Nothing is to be output except the lines from the one containing "form: x=1226 y=846." through the end of the material, each reproduced exactly.

══════

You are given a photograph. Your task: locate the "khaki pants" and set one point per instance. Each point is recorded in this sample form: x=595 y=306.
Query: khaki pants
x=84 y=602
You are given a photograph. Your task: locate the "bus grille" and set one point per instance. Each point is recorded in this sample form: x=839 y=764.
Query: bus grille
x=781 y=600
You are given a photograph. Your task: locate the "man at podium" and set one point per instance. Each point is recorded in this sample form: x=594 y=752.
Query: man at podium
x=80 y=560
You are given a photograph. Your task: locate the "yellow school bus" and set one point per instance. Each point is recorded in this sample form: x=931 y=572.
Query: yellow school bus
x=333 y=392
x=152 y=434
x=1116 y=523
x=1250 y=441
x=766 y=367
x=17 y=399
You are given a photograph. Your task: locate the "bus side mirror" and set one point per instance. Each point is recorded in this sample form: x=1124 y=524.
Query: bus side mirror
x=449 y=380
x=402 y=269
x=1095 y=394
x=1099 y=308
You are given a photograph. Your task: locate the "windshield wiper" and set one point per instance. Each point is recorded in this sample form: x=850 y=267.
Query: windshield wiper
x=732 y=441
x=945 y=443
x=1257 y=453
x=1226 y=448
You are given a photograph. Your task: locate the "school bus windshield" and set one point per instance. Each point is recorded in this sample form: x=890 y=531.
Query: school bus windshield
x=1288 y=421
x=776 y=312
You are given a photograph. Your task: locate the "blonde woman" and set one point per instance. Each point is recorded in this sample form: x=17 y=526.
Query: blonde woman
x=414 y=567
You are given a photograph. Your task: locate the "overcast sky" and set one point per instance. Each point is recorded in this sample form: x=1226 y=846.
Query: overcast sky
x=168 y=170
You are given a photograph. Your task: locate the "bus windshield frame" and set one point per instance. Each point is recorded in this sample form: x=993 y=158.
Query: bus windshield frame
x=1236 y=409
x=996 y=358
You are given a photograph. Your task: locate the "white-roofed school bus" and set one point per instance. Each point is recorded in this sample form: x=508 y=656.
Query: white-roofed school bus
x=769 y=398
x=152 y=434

══════

**Task solution:**
You are given a photograph. Your task: locate the "overcast sky" and set one point per instance. Each point is recorded in this sample form: x=1226 y=846.
Query: overcast sky
x=168 y=170
You are given a photograph. Your task: locate the "bus windshield frame" and set one point per instance. Each point is recorded in this sample form: x=993 y=158.
Query: bus windshield frame
x=1236 y=409
x=996 y=358
You are given a photograph. Your task: locate the "white-roofed school bus" and set one point per instance. Each point is recorded in this sample form: x=508 y=656.
Query: white-roofed school bus
x=769 y=398
x=152 y=434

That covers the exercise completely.